**INFORMATION SHOWN**.
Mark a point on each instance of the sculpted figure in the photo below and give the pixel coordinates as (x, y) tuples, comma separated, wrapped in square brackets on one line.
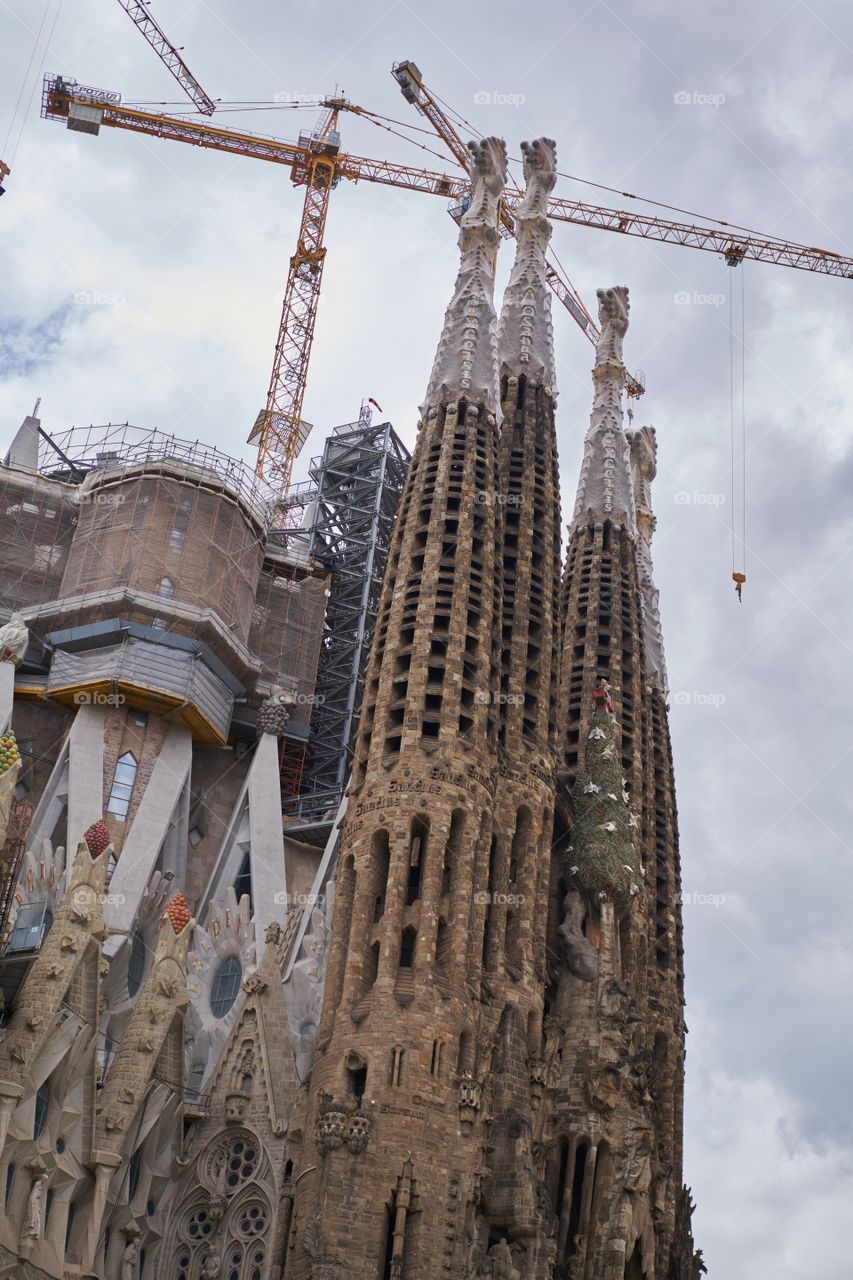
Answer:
[(32, 1226), (579, 954)]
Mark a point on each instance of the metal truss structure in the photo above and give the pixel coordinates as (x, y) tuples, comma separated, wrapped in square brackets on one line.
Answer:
[(357, 484)]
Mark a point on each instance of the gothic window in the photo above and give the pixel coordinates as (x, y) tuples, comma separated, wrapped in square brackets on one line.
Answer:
[(357, 1079), (133, 1174), (69, 1224), (381, 858), (252, 1221), (242, 1160), (243, 880), (442, 944), (235, 1260), (226, 986), (123, 781), (407, 947), (136, 965), (42, 1107)]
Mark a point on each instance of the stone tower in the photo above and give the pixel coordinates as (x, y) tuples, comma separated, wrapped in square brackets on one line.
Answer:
[(496, 1091), (615, 1033)]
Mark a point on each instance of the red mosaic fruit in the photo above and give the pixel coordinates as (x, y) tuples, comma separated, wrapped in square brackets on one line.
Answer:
[(178, 913), (97, 837)]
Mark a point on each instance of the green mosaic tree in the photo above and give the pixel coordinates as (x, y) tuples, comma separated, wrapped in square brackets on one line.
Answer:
[(602, 862)]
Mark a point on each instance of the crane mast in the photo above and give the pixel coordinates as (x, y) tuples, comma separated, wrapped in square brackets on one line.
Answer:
[(318, 163), (411, 83)]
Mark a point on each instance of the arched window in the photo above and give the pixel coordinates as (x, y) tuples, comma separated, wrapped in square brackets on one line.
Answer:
[(226, 986), (122, 787), (136, 965), (69, 1223), (42, 1107), (407, 947), (133, 1174)]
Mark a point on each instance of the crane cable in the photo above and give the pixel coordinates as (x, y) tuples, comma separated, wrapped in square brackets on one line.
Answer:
[(26, 78), (738, 576)]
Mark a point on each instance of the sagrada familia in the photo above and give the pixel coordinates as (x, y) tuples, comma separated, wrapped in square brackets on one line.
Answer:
[(493, 1083)]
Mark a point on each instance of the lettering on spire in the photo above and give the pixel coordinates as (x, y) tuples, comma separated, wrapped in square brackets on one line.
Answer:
[(605, 490), (525, 332)]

**YOUR OBJECTIVE**. Reproduce the entire listing above word for word, omitting the picture.

**RESULT OF THE EXERCISE**.
Mark a point on each instance of the sculpted figure in the photo below and give the pixel coordinates as (x, y) tuples, comma separated, wrapped in square brackets on one line.
Answer:
[(32, 1226), (579, 954)]
Mark a point on each instance of the metal truss structure in the photo above and give the pixel coordinates as (x, y) tuples, comma separated, wrapped in square brackets on one line.
Answer:
[(357, 484)]
Mark a point on each instance of the gothic window in the photo above and give the pixel coordinates as (x, y) tuples, comma separated, wrapped in square brackets on one line.
Answer:
[(357, 1079), (133, 1174), (69, 1224), (381, 858), (252, 1221), (242, 1160), (243, 880), (442, 944), (235, 1260), (226, 986), (123, 781), (407, 947), (136, 965), (42, 1107)]
Mark a point on each instance of the stone tower in the photo above and give the pixel coordinates as (x, y) tuples, comma separated, wrapped in square brackets on one line.
Answer:
[(496, 1091), (615, 1033)]
Mark a point on each instance of the red mosaic fruit in the photo above and give the pixel coordinates as (x, y) tuples, comma separated, wrapped in square brackets on one line.
Answer:
[(178, 913), (97, 837)]
Mark a point on each instance of the green mosaic tree in the photo above and give the pixel coordinates as (x, y) tuples, comma separated, wrapped in square brackets on one line.
Answer:
[(602, 862)]
Mark a point on each instance of the crane mast in the photo above and give the pixel coordinates as (x, y) tuples, comma separated, wrapped in square brackets on one line.
Answer:
[(318, 163), (411, 83)]
Mark a point on each instance of the arched window in the photo above and give the pixel coordinates as (x, y) tuples, comma separated, wrapped in square brackets on one line.
Answer:
[(226, 986), (122, 787), (136, 965), (69, 1223), (42, 1107), (407, 947), (133, 1174)]
Mark a point on each instance of the crane cable in the photo above and give the pixel coordinates as (x, y) tuples, comma separated, wrapped in square brackets on one line.
Answer:
[(26, 78), (738, 576)]
Mark a point on each instance of the sagrada familia in the photo above and give the pixel coordinates as (x, y) tuples, comma separated, wrapped in square brackets on one line.
Answer:
[(493, 1083)]
Mark a point on each instance of the lettering on spire in the photo above and give the pixel coordinates as (x, y) tuples, comma separated, wrapped in square brackets on one line.
Answer:
[(605, 490), (525, 332)]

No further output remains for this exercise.